### Supplied entries
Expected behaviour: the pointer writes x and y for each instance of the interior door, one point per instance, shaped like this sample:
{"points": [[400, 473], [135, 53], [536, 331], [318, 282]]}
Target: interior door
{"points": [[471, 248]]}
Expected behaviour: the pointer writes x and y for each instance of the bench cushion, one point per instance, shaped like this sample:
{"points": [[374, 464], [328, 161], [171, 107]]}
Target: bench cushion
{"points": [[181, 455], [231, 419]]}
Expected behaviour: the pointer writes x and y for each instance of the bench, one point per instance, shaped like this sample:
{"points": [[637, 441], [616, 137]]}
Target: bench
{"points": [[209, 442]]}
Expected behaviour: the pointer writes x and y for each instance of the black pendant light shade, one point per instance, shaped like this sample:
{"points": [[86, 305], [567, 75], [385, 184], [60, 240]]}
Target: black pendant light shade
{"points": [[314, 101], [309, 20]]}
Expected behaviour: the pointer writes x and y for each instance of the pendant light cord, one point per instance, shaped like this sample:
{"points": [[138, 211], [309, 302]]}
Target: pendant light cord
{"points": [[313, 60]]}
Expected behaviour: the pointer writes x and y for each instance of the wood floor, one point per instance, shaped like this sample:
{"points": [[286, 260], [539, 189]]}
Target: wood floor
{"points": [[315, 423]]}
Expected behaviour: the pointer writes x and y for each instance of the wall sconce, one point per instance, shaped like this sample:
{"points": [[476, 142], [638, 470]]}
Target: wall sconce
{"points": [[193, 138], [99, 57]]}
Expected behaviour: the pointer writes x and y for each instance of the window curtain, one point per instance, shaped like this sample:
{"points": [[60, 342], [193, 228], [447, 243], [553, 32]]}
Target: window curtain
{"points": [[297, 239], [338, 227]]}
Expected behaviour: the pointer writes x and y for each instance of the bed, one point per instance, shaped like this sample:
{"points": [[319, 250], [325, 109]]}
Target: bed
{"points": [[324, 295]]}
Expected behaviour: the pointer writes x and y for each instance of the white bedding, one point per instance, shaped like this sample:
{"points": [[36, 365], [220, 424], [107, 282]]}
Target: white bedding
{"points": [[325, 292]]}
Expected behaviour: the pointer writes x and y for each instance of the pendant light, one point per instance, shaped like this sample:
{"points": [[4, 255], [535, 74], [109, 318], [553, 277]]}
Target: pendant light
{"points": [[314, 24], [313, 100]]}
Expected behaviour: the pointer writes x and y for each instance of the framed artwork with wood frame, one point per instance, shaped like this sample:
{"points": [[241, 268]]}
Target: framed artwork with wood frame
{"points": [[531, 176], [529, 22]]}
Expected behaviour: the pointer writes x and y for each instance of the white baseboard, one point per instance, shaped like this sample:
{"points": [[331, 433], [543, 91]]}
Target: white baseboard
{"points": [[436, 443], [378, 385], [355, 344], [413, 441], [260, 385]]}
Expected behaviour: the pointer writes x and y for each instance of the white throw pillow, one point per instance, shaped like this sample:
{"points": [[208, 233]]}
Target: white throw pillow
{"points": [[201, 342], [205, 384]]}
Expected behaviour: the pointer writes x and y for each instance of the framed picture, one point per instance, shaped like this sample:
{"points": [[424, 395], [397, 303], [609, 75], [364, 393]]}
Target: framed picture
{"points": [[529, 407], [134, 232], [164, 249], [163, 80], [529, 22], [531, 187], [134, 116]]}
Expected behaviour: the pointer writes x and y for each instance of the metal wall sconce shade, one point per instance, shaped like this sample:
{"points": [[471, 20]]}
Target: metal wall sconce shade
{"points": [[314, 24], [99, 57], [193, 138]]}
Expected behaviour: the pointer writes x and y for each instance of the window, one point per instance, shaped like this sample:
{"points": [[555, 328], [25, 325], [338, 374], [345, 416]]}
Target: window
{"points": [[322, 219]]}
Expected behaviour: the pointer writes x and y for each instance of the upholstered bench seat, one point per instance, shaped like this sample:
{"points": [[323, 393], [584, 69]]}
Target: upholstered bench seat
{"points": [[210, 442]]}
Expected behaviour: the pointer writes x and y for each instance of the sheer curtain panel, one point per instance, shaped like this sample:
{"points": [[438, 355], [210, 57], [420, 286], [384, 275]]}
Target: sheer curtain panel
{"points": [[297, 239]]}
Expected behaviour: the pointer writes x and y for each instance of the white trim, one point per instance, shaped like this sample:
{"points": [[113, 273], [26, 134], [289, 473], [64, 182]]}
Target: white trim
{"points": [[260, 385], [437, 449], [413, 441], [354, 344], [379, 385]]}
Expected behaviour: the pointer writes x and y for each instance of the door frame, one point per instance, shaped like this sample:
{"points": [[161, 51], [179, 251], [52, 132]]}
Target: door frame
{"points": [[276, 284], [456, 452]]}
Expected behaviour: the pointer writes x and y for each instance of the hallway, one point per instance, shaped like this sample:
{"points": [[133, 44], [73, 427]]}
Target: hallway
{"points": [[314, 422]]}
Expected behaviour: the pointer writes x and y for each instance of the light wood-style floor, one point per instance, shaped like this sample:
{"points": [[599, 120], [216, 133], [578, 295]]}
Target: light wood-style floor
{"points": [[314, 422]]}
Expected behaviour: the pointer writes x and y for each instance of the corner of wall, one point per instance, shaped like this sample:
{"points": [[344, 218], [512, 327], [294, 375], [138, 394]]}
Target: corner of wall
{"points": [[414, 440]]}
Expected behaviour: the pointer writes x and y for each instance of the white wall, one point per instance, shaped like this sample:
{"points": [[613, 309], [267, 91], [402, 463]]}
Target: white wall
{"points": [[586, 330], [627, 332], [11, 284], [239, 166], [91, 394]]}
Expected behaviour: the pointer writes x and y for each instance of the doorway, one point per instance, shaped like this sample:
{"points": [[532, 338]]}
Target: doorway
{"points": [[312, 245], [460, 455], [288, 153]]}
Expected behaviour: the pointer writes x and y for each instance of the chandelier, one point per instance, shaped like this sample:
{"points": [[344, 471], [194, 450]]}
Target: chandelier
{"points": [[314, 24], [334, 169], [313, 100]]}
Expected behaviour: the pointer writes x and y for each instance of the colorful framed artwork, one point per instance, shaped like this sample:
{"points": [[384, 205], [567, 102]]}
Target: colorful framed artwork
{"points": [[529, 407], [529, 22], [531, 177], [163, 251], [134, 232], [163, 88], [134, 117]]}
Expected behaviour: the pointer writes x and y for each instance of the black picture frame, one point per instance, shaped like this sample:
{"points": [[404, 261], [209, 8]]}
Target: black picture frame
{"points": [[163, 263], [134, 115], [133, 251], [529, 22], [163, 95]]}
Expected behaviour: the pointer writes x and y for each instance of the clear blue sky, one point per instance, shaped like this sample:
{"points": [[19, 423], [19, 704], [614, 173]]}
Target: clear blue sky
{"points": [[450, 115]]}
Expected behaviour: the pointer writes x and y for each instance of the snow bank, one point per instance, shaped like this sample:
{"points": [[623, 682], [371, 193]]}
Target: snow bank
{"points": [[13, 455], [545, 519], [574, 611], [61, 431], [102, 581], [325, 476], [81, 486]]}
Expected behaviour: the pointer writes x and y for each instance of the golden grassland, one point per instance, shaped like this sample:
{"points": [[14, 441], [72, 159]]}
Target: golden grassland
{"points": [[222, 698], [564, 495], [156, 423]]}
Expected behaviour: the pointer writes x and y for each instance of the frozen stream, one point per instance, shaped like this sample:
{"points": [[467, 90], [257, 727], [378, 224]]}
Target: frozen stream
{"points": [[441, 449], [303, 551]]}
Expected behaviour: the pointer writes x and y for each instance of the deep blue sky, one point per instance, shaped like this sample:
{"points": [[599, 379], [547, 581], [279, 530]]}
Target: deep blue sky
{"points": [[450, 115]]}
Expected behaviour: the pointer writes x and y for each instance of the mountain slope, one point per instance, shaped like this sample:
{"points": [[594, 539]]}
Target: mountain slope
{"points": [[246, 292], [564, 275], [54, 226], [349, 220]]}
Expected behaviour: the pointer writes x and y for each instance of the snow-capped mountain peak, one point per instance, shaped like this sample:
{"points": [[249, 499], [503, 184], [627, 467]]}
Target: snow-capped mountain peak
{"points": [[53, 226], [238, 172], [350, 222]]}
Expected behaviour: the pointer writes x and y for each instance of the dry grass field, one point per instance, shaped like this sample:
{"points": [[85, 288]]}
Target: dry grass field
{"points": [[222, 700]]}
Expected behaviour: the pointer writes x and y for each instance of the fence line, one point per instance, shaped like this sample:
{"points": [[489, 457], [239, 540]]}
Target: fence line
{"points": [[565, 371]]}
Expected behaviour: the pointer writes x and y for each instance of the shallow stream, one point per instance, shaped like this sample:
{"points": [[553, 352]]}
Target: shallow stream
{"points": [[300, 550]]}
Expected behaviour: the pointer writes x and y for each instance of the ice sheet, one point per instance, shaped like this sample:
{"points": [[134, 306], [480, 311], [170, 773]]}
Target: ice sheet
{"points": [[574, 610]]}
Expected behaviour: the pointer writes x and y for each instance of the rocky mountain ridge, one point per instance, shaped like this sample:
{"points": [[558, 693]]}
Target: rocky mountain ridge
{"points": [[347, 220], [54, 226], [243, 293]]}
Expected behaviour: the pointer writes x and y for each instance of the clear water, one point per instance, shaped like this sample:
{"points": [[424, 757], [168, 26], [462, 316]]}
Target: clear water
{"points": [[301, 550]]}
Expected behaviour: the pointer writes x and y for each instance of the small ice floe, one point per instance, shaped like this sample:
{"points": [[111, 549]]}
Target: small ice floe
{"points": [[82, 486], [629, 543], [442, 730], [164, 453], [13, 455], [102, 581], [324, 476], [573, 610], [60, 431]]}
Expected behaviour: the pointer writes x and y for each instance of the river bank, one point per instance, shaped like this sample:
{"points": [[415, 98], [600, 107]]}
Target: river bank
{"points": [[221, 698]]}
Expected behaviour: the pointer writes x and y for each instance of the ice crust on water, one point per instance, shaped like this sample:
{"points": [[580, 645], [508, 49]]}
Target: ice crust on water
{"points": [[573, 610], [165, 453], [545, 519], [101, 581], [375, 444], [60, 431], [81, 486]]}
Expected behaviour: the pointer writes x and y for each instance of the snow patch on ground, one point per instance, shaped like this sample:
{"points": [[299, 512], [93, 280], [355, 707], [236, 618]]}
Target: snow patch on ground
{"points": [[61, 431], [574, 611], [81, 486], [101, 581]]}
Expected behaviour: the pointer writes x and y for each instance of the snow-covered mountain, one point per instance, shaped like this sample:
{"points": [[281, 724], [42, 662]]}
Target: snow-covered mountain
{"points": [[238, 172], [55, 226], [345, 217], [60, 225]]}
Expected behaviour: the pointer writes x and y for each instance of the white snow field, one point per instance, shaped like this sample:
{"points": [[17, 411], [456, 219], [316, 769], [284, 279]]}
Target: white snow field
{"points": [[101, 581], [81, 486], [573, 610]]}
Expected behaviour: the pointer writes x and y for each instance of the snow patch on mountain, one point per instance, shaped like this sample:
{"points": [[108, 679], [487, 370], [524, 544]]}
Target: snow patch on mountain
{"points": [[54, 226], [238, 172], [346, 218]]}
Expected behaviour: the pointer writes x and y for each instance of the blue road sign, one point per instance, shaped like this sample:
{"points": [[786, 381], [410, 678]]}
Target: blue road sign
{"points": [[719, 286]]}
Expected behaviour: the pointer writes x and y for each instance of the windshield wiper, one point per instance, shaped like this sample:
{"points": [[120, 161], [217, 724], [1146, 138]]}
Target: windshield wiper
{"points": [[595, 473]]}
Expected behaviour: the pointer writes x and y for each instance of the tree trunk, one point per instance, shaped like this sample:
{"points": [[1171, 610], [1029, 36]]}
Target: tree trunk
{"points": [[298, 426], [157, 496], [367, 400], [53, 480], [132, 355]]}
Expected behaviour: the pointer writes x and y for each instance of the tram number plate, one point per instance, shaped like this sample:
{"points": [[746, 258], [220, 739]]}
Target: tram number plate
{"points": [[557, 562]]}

### Instructions for the task
The lines to reproduce run from the line containing "the ice crust" to the end of the listing; write them out exactly and add nothing.

### Answer
Expected behaviour: the pointer writes x and y for each instance of the ice crust on water, one point per instance, shaped like this sample:
{"points": [[580, 645], [508, 49]]}
Target: ice crust on water
{"points": [[573, 610], [165, 453], [545, 519], [101, 581], [375, 444], [60, 431], [81, 486]]}
Expected behaviour: the pointer writes x and y for each instance of the snow patch on ground, one point per instance, shaped like this sample:
{"points": [[299, 512], [93, 280], [355, 707], [236, 618]]}
Target: snow patch on ground
{"points": [[61, 431], [574, 611], [81, 486], [101, 581]]}
Expected behaviour: the pointer writes x and y for each instance of the snow-covered mountain, one point per instance, shaped like this sample:
{"points": [[281, 724], [42, 662]]}
Target: snow-covered mountain
{"points": [[238, 172], [55, 226], [345, 217], [60, 225]]}
Expected behaviour: the pointer writes x and y for each instance of the white snow field, one point per instance, shaped like this sample:
{"points": [[17, 411], [456, 219], [316, 769], [284, 279]]}
Target: white snow field
{"points": [[101, 581], [81, 486], [573, 610]]}
Expected behaviour: the pointer writes x and y for each instance of the snow patch on mountain, one point per instance, shaped like this sample:
{"points": [[108, 679], [487, 370], [524, 544]]}
Target: snow patch on mountain
{"points": [[54, 226], [238, 172], [346, 218]]}
Expected behaviour: the pointer writes x and y for each instance of the blue road sign, one point per instance, shaped like this sample:
{"points": [[786, 381], [410, 678]]}
Target: blue road sign
{"points": [[719, 286]]}
Expected behaviour: the pointer writes x and y for each instance of the windshield wiper, one point per instance, shaped like this sample:
{"points": [[120, 161], [217, 724], [1146, 138]]}
Target: windshield wiper
{"points": [[595, 473]]}
Expected behaviour: the pointer writes x and y for each instance of the tree trunk, one point per instance, shaped like this sample:
{"points": [[1171, 610], [1029, 36]]}
Target: tree trunk
{"points": [[298, 426], [157, 496], [367, 400], [53, 480], [132, 355]]}
Expected behaviour: the pointer writes x and y for each instance of the tram number plate, one point per instance, shaped like this sample:
{"points": [[746, 258], [220, 739]]}
Target: tram number plate
{"points": [[557, 562]]}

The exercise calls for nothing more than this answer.